> _Exercise goal_: Pull out each line in the records below that contains the string "backdrop", with case counting toward a match.

> _Source data_:
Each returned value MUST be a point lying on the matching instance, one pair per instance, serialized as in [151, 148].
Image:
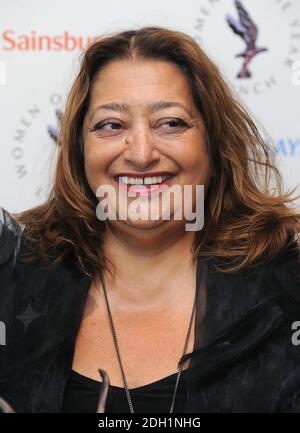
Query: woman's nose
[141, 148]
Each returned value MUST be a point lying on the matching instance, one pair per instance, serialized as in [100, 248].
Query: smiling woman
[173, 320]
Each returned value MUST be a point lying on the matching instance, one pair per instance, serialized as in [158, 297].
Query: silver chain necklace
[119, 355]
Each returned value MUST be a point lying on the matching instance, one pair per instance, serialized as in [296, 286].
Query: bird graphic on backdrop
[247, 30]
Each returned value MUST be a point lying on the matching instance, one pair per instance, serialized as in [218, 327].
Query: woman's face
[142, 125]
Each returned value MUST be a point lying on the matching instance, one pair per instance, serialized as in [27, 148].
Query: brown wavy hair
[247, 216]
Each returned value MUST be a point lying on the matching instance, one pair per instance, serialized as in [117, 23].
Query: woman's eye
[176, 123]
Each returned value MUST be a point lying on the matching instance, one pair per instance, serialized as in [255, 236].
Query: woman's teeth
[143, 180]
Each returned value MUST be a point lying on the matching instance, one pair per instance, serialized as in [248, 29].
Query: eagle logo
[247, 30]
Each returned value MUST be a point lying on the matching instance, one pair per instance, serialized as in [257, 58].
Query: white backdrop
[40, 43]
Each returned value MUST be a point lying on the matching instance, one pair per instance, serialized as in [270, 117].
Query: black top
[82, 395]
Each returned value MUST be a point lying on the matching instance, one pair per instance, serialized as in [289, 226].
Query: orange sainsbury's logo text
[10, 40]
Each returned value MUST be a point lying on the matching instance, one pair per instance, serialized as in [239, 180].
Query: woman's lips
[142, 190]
* * *
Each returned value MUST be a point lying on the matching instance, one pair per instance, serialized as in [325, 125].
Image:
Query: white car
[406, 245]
* * *
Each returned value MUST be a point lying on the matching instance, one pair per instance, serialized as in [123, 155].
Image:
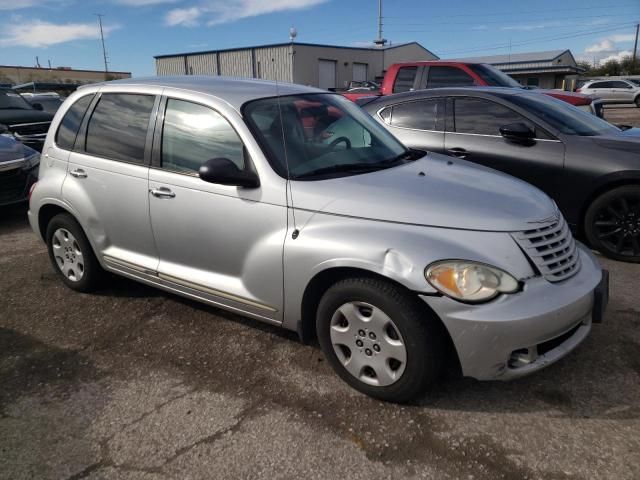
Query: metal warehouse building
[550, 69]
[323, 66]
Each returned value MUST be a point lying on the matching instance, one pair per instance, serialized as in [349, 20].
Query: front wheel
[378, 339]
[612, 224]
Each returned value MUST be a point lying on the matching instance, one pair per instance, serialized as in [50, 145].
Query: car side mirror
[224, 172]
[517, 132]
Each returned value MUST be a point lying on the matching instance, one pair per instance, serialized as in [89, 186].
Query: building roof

> _Answer_:
Query: bird graphic on backdrop
Query: white backdrop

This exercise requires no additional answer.